**What to do**
Please print each record below exactly as it is written.

[Natural-language object grounding data]

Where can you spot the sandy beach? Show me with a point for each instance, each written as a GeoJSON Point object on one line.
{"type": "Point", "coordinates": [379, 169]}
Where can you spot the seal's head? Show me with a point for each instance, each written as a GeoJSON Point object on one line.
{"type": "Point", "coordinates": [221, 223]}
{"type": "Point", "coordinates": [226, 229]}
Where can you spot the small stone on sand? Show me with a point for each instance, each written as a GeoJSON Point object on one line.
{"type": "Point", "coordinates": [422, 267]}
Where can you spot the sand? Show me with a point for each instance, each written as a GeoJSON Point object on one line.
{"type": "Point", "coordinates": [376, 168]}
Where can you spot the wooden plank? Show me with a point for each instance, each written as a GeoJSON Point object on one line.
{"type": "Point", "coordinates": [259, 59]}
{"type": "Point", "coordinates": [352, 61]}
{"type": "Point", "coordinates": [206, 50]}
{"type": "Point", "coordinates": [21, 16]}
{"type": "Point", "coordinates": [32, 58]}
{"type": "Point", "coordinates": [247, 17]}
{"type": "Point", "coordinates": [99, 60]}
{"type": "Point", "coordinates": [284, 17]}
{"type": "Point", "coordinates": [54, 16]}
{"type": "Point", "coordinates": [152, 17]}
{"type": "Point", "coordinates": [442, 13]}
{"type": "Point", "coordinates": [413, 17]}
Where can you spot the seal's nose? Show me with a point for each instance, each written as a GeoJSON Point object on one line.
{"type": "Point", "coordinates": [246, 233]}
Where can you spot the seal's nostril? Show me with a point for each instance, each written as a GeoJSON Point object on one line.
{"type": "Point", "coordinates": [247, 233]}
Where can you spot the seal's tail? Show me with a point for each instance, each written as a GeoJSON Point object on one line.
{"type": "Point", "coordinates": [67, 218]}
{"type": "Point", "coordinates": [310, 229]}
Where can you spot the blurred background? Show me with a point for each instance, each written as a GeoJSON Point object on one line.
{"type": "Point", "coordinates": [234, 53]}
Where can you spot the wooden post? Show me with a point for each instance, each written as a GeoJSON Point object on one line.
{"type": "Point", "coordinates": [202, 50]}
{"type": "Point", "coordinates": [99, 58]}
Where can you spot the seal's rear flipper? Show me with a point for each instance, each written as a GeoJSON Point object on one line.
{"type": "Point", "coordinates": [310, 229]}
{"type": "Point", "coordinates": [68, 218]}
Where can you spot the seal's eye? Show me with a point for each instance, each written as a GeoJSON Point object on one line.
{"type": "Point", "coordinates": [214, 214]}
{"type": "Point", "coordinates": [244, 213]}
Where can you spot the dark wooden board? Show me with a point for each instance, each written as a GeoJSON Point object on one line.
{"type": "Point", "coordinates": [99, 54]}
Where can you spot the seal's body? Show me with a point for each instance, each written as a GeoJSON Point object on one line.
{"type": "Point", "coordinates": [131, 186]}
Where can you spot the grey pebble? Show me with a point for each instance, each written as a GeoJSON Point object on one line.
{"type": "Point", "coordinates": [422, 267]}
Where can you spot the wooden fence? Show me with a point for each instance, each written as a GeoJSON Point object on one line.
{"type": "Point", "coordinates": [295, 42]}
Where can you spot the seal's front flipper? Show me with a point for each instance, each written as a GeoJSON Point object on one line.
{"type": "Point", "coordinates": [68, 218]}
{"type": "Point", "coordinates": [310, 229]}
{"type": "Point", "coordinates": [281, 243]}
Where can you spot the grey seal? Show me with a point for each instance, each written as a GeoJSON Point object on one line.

**Reply**
Where can you spot the sandy beach? Show me with a point for each instance, each written as a GeoJSON Point object on one line.
{"type": "Point", "coordinates": [379, 169]}
Where can you spot the seal's head? Show me with a point for each instance, each written as a GeoJSON Point object on one line.
{"type": "Point", "coordinates": [221, 223]}
{"type": "Point", "coordinates": [226, 229]}
Where can you spot the small stone on sand? Show me with a point for each instance, each written as a GeoJSON Point object on one line.
{"type": "Point", "coordinates": [422, 267]}
Where can you spot the sand? Show me with a point for each instance, each written as a GeoJSON Point object on one line.
{"type": "Point", "coordinates": [376, 168]}
Where can you spot the wooden plank? Show me with a point for each instance, each written as a GeoJSON Point object on one line.
{"type": "Point", "coordinates": [259, 59]}
{"type": "Point", "coordinates": [352, 61]}
{"type": "Point", "coordinates": [206, 50]}
{"type": "Point", "coordinates": [21, 16]}
{"type": "Point", "coordinates": [32, 58]}
{"type": "Point", "coordinates": [247, 17]}
{"type": "Point", "coordinates": [99, 60]}
{"type": "Point", "coordinates": [284, 17]}
{"type": "Point", "coordinates": [54, 16]}
{"type": "Point", "coordinates": [152, 17]}
{"type": "Point", "coordinates": [442, 13]}
{"type": "Point", "coordinates": [413, 17]}
Where can you spot the seal's nose? Show me with a point for each instance, each written as a GeoJSON Point object on one line.
{"type": "Point", "coordinates": [246, 233]}
Where can you spot the seal's nostril? Show me with a point for each instance, each written as a GeoJSON Point object on one line.
{"type": "Point", "coordinates": [247, 233]}
Where can you spot the seal's tail? Show me with a point for each instance, each written as a GeoJSON Point object on one line.
{"type": "Point", "coordinates": [67, 218]}
{"type": "Point", "coordinates": [310, 229]}
Where can you spot the blurred background? Show me with a point for each instance, each written as a GeoJSON Point object on one line.
{"type": "Point", "coordinates": [234, 53]}
Where can you spot the wooden post? Show me with a point for each instance, each written as a GeoJSON Point object on one line.
{"type": "Point", "coordinates": [202, 50]}
{"type": "Point", "coordinates": [99, 58]}
Where can you spot the seal's rear flipper? Show me with a point for each instance, each written as a GeoJSON Point object on one line.
{"type": "Point", "coordinates": [310, 229]}
{"type": "Point", "coordinates": [68, 218]}
Where can you spot the seal's eye? Show me with a point for each instance, each written as a GeoJSON Point object on one line.
{"type": "Point", "coordinates": [214, 214]}
{"type": "Point", "coordinates": [244, 213]}
Where can you spot the dark wooden board? Show me with a point for each instance, each written as a GeoJSON Point object on one line.
{"type": "Point", "coordinates": [99, 54]}
Where can you spot the seal's body? Show me with a point for each instance, each written as a GeoJSON Point object on one line.
{"type": "Point", "coordinates": [131, 186]}
Where can you spot the grey pebble? Show me with a point for each instance, each written as a GeoJSON Point object on one line.
{"type": "Point", "coordinates": [422, 267]}
Where can you spot the wooden fence? Show me with a point for each instance, each written as a GeoJSON Point object on one line.
{"type": "Point", "coordinates": [295, 42]}
Where can you spot the seal's front flipper? Show me with a point for each instance, each written as a GeoJSON Point object on one line.
{"type": "Point", "coordinates": [68, 218]}
{"type": "Point", "coordinates": [310, 229]}
{"type": "Point", "coordinates": [281, 243]}
Where can you spot the grey seal? Show me with a point for each instance, each written as a GeoJSON Point object on one line.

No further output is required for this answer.